Entries excerpted from a collection
>>>
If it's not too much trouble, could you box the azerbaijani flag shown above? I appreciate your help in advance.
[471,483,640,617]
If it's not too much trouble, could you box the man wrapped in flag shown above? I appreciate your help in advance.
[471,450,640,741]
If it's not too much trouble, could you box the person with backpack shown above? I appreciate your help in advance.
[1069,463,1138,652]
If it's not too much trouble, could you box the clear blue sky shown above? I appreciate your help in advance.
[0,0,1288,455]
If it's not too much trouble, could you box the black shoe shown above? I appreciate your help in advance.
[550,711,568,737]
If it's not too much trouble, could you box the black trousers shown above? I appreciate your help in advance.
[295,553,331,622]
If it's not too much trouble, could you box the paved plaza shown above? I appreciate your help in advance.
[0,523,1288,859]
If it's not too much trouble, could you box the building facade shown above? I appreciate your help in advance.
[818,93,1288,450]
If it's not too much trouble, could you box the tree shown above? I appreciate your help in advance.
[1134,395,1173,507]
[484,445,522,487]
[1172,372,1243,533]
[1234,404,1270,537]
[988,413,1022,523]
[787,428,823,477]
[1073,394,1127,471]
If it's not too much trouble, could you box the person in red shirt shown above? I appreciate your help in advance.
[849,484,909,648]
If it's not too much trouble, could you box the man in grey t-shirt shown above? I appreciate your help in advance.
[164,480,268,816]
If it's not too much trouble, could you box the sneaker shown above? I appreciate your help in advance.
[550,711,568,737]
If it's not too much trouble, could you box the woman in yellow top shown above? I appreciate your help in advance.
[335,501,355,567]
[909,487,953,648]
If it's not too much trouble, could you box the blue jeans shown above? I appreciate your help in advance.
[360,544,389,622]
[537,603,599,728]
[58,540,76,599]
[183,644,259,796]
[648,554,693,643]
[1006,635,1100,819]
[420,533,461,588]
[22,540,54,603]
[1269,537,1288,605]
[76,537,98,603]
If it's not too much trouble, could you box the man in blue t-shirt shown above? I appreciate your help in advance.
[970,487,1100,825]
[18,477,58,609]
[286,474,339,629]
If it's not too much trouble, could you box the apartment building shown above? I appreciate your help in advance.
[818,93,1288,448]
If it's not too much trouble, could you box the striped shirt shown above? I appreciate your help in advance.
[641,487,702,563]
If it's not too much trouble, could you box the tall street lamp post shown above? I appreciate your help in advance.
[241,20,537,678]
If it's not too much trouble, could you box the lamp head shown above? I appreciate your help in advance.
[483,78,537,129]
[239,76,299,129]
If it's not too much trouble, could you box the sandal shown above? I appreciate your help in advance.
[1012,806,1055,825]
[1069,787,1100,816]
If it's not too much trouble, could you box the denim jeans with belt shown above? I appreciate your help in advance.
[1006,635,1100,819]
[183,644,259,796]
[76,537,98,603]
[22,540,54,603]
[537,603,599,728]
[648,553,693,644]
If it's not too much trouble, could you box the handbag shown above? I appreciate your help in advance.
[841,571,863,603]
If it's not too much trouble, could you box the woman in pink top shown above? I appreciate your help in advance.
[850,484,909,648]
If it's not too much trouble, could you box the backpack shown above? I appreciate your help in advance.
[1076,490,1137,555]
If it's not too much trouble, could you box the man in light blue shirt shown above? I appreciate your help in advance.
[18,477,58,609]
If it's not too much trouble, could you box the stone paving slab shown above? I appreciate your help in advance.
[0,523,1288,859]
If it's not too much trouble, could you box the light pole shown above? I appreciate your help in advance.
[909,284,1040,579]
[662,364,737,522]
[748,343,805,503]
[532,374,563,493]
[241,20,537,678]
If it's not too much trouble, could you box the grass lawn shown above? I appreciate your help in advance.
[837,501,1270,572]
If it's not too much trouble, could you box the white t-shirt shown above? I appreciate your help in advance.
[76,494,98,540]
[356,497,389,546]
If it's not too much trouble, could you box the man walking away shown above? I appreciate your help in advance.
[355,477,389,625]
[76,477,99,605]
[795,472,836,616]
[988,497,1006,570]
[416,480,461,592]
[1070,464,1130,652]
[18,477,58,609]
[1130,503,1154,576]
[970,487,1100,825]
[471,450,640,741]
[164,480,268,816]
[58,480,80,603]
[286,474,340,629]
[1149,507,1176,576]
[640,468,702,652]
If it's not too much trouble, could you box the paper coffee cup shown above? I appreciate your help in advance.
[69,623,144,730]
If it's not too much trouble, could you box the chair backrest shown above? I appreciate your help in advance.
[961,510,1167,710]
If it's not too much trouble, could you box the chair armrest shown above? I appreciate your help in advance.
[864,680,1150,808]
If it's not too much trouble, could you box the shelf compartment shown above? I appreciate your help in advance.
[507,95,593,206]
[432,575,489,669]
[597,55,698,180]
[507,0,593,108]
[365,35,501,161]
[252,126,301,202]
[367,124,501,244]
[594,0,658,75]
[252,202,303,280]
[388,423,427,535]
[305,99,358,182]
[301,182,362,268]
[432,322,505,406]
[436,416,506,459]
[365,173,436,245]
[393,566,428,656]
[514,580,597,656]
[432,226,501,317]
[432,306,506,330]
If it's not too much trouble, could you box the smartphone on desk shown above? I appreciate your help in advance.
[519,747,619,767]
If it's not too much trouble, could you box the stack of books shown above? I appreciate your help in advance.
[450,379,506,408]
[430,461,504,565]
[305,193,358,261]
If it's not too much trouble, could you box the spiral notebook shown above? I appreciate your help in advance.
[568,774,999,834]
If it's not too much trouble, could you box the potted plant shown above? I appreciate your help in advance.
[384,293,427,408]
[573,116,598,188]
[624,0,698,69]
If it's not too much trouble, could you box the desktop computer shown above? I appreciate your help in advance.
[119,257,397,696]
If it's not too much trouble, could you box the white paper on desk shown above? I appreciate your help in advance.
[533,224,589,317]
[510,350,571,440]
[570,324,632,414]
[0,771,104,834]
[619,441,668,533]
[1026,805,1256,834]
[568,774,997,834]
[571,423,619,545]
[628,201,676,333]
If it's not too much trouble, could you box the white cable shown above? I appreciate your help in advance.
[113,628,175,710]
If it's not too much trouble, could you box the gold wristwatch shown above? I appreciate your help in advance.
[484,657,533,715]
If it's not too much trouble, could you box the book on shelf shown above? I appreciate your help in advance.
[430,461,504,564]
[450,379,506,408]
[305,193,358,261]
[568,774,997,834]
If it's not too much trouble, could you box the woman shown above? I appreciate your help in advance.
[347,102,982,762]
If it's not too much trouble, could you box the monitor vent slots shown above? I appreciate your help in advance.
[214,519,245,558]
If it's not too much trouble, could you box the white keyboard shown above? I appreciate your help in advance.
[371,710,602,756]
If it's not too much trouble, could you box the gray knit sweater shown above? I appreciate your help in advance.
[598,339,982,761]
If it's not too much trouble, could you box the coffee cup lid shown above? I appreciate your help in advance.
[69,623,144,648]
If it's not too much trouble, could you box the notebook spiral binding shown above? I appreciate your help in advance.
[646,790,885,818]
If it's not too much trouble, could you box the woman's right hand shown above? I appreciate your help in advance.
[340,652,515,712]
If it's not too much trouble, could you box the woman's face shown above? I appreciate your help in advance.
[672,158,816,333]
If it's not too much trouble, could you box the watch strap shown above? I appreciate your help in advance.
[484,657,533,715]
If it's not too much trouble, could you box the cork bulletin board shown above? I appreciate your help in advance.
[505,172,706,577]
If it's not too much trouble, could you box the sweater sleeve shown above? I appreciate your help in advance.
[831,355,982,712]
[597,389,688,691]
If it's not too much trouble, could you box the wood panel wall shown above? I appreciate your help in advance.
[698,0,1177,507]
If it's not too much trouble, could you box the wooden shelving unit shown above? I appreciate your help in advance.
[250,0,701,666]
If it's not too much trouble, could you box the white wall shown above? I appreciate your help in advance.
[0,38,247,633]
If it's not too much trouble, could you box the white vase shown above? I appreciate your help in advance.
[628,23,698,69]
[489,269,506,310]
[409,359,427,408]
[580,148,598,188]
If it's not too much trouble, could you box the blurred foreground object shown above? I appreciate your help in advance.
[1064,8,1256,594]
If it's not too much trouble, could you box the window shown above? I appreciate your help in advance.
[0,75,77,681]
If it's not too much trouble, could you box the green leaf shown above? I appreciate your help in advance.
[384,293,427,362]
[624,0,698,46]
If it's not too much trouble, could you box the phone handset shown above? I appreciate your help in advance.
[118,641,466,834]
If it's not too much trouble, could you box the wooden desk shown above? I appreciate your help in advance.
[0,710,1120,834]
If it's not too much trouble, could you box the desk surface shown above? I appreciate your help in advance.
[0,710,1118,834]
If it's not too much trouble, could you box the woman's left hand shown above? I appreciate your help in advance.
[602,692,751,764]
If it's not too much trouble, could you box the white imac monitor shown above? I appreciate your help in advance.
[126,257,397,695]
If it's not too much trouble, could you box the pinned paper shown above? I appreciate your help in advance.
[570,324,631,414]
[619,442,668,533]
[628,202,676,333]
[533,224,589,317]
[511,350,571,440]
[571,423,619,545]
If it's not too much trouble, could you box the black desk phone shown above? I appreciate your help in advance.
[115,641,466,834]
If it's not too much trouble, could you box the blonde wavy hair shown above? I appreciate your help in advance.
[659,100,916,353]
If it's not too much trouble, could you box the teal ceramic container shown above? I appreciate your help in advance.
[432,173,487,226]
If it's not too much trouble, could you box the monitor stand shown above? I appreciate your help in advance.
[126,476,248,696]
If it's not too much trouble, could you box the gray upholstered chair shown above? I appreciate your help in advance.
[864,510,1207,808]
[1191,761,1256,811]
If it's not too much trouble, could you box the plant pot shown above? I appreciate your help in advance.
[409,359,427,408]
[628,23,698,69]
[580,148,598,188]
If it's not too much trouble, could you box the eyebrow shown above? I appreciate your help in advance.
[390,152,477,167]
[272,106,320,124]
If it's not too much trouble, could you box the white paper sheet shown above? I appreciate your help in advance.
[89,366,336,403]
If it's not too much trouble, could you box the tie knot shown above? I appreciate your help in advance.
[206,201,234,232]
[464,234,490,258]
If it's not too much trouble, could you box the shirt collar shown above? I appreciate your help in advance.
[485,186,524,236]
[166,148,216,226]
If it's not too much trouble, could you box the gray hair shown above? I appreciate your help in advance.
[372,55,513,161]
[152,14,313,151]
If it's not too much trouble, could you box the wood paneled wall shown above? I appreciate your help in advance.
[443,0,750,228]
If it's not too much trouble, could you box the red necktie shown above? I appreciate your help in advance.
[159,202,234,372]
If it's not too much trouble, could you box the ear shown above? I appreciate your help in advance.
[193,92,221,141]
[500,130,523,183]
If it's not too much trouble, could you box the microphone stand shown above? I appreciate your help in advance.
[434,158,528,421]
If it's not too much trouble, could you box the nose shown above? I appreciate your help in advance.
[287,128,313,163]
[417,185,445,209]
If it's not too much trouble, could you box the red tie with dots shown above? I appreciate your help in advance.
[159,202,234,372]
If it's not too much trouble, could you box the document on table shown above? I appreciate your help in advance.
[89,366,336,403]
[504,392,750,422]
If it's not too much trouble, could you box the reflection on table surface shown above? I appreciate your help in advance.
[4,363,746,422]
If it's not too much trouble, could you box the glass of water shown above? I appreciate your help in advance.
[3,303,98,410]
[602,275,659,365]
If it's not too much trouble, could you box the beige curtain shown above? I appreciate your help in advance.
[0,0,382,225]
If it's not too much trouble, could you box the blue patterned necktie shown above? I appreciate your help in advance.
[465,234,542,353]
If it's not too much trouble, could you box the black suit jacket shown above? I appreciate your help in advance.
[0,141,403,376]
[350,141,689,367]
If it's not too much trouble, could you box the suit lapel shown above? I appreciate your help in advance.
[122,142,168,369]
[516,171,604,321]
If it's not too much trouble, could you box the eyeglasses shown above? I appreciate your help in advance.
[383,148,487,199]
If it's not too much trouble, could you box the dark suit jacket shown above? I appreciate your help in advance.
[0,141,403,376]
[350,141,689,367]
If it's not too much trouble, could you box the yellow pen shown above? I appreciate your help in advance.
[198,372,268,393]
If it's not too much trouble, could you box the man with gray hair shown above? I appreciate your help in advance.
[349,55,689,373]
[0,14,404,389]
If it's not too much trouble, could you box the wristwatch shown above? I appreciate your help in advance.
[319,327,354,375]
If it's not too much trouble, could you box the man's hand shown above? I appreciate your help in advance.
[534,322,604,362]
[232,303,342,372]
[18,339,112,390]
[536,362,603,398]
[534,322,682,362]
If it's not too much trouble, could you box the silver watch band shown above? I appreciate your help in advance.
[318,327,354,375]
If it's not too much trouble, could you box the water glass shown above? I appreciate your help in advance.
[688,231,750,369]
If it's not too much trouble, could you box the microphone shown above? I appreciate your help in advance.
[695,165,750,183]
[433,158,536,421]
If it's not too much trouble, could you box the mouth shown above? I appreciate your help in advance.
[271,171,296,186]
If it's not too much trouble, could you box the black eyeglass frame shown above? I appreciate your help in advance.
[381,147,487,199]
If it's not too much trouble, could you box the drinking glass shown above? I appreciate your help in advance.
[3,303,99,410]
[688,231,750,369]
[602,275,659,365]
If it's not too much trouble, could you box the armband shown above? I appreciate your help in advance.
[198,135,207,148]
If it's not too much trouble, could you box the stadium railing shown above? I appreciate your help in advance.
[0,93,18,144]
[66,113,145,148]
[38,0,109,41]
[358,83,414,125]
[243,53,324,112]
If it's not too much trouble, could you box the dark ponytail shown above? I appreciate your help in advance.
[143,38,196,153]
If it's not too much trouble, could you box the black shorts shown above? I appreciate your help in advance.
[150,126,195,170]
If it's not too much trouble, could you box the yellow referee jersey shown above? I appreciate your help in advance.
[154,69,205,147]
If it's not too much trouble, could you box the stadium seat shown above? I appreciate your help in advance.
<<<
:: What you have to do ::
Reproduce the entries from the line with "If it's not too much trouble, could you box the drinking" up to and including the line with "[243,53,324,112]", keeping every line and leaving the text lines unchanged. Multiply each bounding-box coordinate by 1.6 and round it to a whole number, with halves rounding up.

:: Completed exercise ::
If it's not too much trouble, could you box the drinking glass shown above? I appreciate your help in advance.
[5,485,158,656]
[1101,370,1200,590]
[963,440,1054,584]
If it's not too much trouble, could you box the armband shown above? I appreciate your help in advance.
[317,216,331,237]
If it's not too much trouble, could you box the stadium railing shown above? I appreciate your help in advance.
[0,149,29,230]
[106,181,232,237]
[61,0,174,66]
[573,133,662,200]
[389,85,518,179]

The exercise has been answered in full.